======== DATA LISTING ========
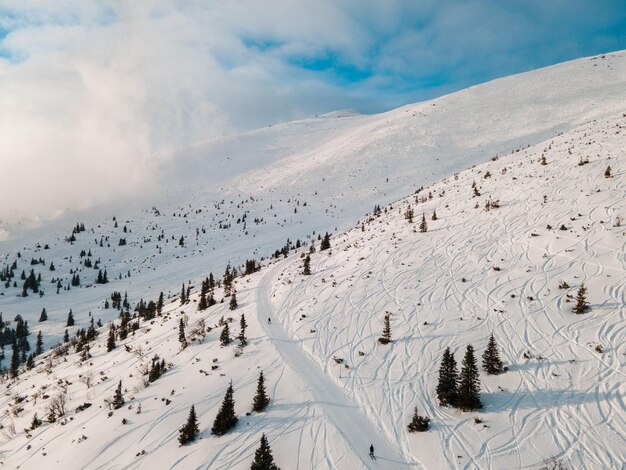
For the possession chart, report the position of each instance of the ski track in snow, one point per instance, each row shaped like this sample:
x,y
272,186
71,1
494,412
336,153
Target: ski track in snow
x,y
352,424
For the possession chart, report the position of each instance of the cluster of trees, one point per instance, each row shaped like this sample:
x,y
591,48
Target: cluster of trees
x,y
462,390
226,418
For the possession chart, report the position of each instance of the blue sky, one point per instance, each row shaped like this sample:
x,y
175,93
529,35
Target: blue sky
x,y
91,86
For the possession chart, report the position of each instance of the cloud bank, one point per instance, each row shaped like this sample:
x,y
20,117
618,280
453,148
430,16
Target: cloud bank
x,y
95,95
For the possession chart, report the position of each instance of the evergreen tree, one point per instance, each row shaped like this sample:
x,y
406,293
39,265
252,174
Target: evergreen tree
x,y
582,305
423,225
325,245
111,339
35,423
39,344
189,431
261,400
386,337
181,334
225,335
306,268
242,330
183,298
468,397
15,360
233,301
419,423
263,458
203,304
160,304
118,398
70,319
448,380
226,418
491,358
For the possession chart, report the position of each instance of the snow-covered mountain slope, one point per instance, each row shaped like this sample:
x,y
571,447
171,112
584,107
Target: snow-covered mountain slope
x,y
473,273
243,196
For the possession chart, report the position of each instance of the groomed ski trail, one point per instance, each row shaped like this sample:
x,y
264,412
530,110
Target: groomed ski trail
x,y
351,423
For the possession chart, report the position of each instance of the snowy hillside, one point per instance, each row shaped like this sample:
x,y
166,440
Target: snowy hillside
========
> SET PROBLEM:
Leave out every picture and copy the rest of the records exactly.

> TASK RESPONSE:
For the possession chart, report the position of each instance of the ski track in snow, one point per instance, each row shaped like this sample:
x,y
272,186
71,1
494,412
336,153
Target: ski track in snow
x,y
352,424
For the possession chart, report the position of each instance of the cluster of trees, one point per instance, each row shaped like this sample:
x,y
591,48
Target: cluster of trees
x,y
462,390
226,418
For the possession chart, report the position of each instance of the blue sky, one point per instance, each row shaped like this sample:
x,y
175,93
529,35
Target: blue sky
x,y
91,86
For the possession chart, report the position of each instance of the cloud bank, one point per instance, each row shaped like this sample:
x,y
20,117
618,280
453,148
430,16
Target: cloud bank
x,y
95,95
For the possession chart, report the position of each instance of the evergreen tree, one point per instance, each row shaped like this sample:
x,y
406,293
39,265
252,174
Target: evergreen tree
x,y
582,305
423,225
325,245
111,339
35,423
39,344
189,431
261,400
386,337
181,334
225,335
306,268
242,330
183,298
468,397
15,360
233,301
419,423
263,458
203,304
160,304
118,398
70,319
448,380
226,418
491,358
For the possession chart, report the position of each instance of the snow-covered mountain slope, one point per instance, each row shaped like this sample:
x,y
571,447
171,112
584,107
Target: snow-covered mountain slope
x,y
473,273
243,196
For the possession chart, report the position of each instance of the groomed ski trail, one point per instance, each row shaped like this sample:
x,y
264,412
530,110
Target: groomed ski trail
x,y
351,423
For the possession chart, report the position of each instance of the snowy hillside, one point per instance, each row shaped like this sample:
x,y
166,440
Target: snowy hillside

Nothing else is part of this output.